_EXERCISE DETAILS_
Looking at the entries below, how many lines include the word "countertop"? Answer with the number alone.

****

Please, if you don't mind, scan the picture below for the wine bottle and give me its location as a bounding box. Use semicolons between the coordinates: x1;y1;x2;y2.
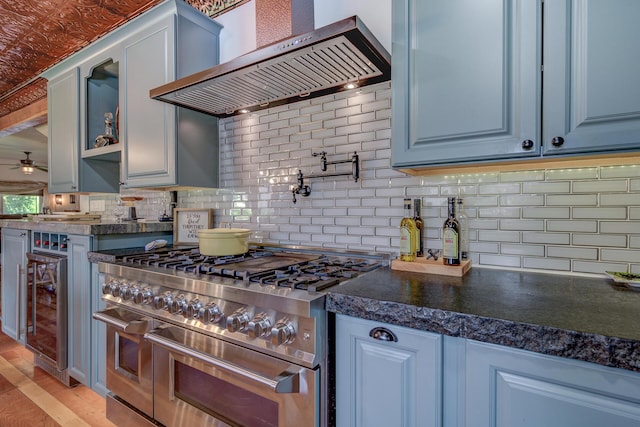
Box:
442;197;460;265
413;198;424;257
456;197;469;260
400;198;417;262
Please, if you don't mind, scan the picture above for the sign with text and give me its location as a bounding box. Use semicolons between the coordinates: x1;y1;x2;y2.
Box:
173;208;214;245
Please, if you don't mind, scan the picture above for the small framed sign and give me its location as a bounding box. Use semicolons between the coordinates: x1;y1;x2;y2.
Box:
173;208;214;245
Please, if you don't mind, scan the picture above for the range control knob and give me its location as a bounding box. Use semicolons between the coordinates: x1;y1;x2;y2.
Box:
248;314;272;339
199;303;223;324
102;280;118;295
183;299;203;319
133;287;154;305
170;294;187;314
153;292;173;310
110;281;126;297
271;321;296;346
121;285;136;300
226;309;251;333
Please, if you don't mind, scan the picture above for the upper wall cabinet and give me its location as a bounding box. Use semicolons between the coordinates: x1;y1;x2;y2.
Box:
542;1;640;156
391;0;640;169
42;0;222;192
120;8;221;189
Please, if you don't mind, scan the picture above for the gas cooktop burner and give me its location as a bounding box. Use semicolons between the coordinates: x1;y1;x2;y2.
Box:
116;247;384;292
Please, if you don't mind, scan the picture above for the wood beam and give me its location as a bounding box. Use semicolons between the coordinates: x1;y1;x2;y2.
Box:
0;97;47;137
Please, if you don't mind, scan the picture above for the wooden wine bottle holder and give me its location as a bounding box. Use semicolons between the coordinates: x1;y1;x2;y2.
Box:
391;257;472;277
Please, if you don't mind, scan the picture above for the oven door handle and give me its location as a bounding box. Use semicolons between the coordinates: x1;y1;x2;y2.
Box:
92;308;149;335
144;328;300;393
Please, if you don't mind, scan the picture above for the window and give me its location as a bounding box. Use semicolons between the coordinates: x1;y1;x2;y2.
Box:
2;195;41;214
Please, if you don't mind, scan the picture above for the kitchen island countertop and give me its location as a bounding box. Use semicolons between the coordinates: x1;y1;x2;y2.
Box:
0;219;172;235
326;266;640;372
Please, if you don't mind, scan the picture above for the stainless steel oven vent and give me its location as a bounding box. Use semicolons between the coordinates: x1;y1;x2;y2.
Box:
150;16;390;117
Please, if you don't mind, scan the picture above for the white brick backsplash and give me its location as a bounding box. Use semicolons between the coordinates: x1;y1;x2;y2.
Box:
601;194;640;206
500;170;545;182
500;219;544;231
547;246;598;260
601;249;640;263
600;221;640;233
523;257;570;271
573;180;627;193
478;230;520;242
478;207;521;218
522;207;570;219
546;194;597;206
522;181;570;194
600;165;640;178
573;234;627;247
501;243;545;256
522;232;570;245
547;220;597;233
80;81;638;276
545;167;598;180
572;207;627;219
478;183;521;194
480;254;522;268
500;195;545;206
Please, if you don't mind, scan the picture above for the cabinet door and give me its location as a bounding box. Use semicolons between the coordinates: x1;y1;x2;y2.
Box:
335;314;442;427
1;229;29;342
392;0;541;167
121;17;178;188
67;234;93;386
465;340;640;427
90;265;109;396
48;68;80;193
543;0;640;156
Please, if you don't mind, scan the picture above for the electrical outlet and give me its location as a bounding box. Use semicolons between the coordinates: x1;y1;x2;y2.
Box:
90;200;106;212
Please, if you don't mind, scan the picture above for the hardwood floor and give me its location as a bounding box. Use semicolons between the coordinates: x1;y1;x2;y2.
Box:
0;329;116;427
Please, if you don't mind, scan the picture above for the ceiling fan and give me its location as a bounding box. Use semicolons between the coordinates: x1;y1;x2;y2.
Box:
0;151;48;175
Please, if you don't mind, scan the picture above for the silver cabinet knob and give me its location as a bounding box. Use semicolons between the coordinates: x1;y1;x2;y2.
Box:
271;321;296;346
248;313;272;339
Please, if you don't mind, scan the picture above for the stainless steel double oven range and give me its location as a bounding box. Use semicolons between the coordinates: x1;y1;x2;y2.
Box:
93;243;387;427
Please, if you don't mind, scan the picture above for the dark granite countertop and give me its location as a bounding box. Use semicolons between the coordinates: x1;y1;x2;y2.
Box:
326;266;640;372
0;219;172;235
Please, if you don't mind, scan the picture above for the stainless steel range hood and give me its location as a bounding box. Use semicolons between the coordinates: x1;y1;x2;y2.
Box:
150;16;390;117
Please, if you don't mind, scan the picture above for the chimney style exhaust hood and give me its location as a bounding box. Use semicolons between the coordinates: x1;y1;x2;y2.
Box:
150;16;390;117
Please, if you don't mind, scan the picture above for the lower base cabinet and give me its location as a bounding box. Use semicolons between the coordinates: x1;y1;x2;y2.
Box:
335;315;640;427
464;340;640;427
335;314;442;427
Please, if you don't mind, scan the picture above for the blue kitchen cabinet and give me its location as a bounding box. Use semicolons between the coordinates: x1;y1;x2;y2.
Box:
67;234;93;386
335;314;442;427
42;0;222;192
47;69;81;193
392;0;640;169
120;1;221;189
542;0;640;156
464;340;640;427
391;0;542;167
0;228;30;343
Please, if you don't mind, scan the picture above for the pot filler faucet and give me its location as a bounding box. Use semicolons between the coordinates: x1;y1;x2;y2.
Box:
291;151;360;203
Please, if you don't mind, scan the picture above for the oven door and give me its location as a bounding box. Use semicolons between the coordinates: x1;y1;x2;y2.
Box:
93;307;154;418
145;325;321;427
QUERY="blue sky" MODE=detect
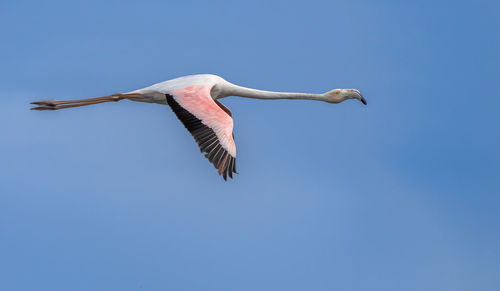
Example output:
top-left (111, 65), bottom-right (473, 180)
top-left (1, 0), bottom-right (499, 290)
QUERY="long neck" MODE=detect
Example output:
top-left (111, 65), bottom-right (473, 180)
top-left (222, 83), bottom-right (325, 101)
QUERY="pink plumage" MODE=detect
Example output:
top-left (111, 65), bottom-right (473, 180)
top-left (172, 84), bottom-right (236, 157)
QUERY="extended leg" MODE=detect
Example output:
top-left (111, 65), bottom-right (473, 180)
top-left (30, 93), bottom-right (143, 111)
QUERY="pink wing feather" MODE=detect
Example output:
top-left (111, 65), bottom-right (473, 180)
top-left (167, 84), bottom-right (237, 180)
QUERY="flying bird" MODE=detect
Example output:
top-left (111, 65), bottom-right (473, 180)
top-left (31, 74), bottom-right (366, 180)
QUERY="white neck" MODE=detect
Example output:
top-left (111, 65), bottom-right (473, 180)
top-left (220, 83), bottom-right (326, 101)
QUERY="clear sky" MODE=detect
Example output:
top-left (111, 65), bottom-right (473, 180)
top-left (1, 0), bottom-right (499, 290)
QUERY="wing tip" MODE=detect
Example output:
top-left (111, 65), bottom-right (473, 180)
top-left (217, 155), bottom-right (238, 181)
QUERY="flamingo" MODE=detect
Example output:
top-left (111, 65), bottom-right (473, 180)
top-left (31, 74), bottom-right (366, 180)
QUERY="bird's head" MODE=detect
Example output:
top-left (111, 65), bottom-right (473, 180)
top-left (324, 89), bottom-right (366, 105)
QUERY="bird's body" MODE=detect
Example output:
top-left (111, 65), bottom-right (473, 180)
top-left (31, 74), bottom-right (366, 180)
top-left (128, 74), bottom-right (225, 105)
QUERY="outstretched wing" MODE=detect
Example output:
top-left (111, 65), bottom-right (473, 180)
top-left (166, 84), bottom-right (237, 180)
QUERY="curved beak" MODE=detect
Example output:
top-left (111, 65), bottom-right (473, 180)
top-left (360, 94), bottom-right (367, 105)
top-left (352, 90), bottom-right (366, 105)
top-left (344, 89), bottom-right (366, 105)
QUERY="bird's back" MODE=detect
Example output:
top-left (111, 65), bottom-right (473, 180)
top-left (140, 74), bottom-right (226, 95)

****

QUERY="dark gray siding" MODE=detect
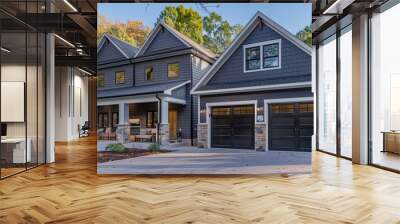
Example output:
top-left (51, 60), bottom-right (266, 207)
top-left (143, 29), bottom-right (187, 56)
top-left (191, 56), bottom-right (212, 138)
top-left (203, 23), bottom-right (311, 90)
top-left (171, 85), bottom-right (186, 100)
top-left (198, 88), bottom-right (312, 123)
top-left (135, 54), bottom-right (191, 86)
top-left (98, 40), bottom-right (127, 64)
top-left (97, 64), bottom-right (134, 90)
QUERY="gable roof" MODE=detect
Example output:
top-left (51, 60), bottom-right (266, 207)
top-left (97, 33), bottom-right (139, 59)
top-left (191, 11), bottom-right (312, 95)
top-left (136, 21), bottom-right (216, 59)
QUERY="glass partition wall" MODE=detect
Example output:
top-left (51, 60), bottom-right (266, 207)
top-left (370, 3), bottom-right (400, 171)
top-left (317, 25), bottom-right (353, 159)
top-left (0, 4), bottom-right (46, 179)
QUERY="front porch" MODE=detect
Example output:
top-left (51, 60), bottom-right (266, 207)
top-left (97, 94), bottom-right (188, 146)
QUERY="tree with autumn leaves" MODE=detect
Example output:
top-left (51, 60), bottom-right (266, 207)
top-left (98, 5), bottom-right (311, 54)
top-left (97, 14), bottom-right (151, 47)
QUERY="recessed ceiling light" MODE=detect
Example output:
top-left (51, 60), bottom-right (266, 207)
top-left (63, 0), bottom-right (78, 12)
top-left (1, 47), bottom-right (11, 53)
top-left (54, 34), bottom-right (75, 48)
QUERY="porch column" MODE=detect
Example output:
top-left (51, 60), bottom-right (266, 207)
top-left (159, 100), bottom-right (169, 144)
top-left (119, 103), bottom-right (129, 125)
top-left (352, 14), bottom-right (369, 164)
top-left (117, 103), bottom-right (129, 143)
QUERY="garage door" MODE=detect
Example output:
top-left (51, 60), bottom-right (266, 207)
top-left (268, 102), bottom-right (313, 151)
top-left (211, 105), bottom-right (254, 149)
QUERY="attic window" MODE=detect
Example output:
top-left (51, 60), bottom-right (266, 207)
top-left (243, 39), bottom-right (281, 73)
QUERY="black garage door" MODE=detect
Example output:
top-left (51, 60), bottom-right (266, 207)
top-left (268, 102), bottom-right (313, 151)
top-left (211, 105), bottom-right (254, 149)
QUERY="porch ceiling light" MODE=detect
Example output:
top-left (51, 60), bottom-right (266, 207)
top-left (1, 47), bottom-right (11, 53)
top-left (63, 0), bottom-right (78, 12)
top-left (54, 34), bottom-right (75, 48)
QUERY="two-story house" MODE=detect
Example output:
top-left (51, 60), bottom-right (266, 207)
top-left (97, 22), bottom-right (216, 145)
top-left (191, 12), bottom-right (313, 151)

****

_EXERCISE RESULT_
2